Stored data
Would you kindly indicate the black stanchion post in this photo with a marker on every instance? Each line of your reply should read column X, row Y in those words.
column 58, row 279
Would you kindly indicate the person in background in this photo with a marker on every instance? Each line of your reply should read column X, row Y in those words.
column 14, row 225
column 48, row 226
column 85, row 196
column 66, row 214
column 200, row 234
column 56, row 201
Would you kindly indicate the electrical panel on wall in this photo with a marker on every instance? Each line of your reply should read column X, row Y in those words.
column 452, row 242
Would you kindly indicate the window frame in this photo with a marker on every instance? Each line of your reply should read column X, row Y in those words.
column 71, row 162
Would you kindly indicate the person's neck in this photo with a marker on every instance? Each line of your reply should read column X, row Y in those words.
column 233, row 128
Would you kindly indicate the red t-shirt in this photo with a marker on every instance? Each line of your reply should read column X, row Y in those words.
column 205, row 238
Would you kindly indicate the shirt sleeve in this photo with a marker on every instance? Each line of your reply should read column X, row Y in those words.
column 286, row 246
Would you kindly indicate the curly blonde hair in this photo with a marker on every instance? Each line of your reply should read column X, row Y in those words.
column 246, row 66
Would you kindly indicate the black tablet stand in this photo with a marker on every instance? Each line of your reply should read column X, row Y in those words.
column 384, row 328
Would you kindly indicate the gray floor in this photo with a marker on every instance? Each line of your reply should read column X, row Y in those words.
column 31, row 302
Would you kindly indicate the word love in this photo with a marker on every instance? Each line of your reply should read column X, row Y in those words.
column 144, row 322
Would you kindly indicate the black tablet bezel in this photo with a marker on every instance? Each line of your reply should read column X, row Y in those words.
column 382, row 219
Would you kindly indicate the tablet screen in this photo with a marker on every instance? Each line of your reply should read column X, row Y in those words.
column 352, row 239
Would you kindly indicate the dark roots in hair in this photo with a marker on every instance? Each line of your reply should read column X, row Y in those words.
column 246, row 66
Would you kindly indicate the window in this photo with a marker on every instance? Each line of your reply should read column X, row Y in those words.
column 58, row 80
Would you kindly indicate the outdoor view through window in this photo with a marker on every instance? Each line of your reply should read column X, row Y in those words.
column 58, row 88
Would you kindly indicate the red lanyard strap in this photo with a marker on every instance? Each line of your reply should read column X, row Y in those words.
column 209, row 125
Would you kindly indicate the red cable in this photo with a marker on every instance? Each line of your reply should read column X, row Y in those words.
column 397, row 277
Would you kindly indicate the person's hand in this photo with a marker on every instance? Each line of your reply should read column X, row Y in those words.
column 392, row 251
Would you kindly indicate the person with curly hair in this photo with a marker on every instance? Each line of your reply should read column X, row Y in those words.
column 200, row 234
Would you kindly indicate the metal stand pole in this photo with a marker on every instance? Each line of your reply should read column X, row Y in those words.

Work to be completed
Whatever appears in the data above must be copied word for word.

Result below
Would you kindly indicate the black stanchion post in this photo with a marker on every instance? Each line of your reply should read column X, row Y in those words.
column 58, row 279
Would you kindly indicate the person in background in this photo with a marker on every instance? Each line of your reply should read column X, row Y in those words.
column 14, row 225
column 48, row 226
column 85, row 196
column 66, row 214
column 200, row 234
column 56, row 201
Would you kindly indicate the electrical panel on wall in this photo with a marker on every instance? Each line of your reply should read column X, row Y in those words.
column 452, row 242
Would you kindly indicate the window frame in this photo with a marker on every instance? Each line of your reply should read column X, row Y in those words.
column 71, row 162
Would you kindly indicate the person's neck in this photo with a marker on every instance? Each line of your reply should read column X, row Y in those words.
column 233, row 128
Would you kindly indicate the red t-shirt in this photo with a marker on every instance? Each line of your reply should read column X, row Y in those words.
column 205, row 238
Would you kindly indicate the shirt sleeve in this photo with a marker on every instance? Each line of your reply should read column X, row Y in those words.
column 286, row 246
Would you kindly indicate the curly blonde hair in this photo with a marker on every instance? Each line of your reply should read column X, row Y in those words.
column 246, row 66
Would you kindly indicate the black tablet stand in this photo with a marker on every instance? Each line of your reply should read column X, row Y in those words.
column 384, row 328
Would you kindly indicate the gray floor in this photo with a marker on every instance? Each line of your reply should read column X, row Y in those words.
column 31, row 302
Would you kindly indicate the word love in this photo with a marker on every instance? Each line of your reply should read column X, row Y in those words.
column 144, row 322
Would you kindly indicate the black tablet bezel in this photo with a marker on every instance? Each line of your reply should read column X, row Y in those words.
column 382, row 219
Would you kindly indicate the tablet screen in this photo with a marker on every instance? Each line of your reply should read column X, row Y in those words.
column 352, row 239
Would you kindly indicate the dark roots in hair in this photo with a marker on every instance? Each line of your reply should read column X, row Y in those words.
column 246, row 66
Would you kindly indicate the window in this photo with a marker on every instance? Each line of your reply should read column X, row Y in those words.
column 58, row 80
Would you kindly indicate the outdoor view through window in this photo with a marker on every instance? Each line of your reply should read column X, row Y in those words.
column 58, row 88
Would you kindly indicate the red lanyard strap in this photo with a marker on every instance? Each line of your reply should read column X, row Y in those words.
column 209, row 125
Would you kindly indicate the red cable in this photo with a marker on every instance? Each line of your reply should read column X, row Y in those words.
column 397, row 277
Would you kindly indicate the person's hand in this photo with a marker on every instance? Each line of your reply should read column X, row Y in those words.
column 392, row 251
Would you kindly indicate the person with curly hair in this photo with a marker on every instance? Each line of your reply should read column X, row Y in those words.
column 200, row 234
Would you kindly indicate the metal stand pole in this photo with a marker on every instance? Each line of your reply should read column X, row Y in those words.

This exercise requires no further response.